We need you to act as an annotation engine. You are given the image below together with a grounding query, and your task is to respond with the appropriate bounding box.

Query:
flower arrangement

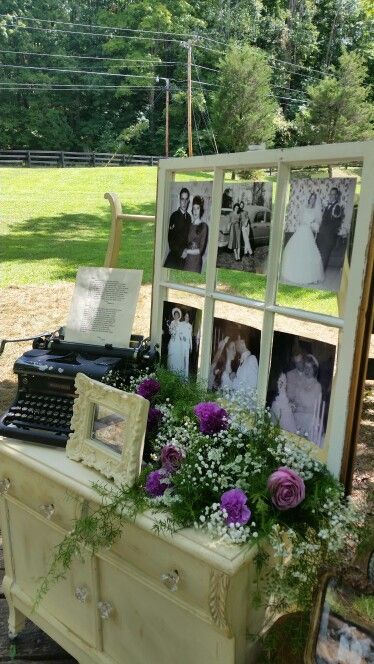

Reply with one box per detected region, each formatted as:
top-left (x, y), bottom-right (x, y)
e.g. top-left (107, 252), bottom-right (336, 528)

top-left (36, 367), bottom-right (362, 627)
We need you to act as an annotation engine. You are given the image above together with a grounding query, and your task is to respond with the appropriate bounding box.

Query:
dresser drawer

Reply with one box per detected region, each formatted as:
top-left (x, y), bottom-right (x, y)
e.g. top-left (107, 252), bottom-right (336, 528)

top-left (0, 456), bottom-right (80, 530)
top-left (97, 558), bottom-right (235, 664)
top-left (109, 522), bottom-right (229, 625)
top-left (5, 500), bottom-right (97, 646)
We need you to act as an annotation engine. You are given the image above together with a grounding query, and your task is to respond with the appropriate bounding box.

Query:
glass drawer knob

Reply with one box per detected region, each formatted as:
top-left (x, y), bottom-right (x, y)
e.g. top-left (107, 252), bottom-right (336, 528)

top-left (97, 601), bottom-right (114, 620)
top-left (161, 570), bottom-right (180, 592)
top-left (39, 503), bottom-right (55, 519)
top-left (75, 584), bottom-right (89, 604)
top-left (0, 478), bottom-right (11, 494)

Work to complete: Print the records word for word and exclude any picture they hold.

Written response:
We need you to act as an annotation engine. You are given the image below together with a grounding query, and your task is to respond with the appropriate bounding box.

Query:
flower arrangement


Reply with one box per detected region, each formatted as:
top-left (x, y), bottom-right (x, y)
e.g. top-left (107, 252), bottom-right (336, 528)

top-left (36, 367), bottom-right (362, 627)
We need you to act as an annotation engine. You are given the image above together with a grounding query, and your task is to respond with the appropriate bounding box.

Query:
dresser drawer

Reply with one box per detected region, each formatted as:
top-left (x, y), bottom-right (x, y)
e.g. top-left (107, 252), bottom-right (336, 528)

top-left (0, 456), bottom-right (80, 530)
top-left (97, 558), bottom-right (235, 664)
top-left (109, 522), bottom-right (229, 625)
top-left (5, 500), bottom-right (97, 646)
We need you to act as an annotation engine. You are given the image above together with a grounding query, and your task is to respond with the appropriate bounding box.

Query:
glass drawer knob

Reply with one box per detected region, each formatted as:
top-left (x, y), bottom-right (x, y)
e.g. top-left (107, 252), bottom-right (336, 528)

top-left (97, 601), bottom-right (114, 620)
top-left (161, 570), bottom-right (180, 592)
top-left (39, 503), bottom-right (55, 519)
top-left (75, 584), bottom-right (89, 604)
top-left (0, 478), bottom-right (11, 494)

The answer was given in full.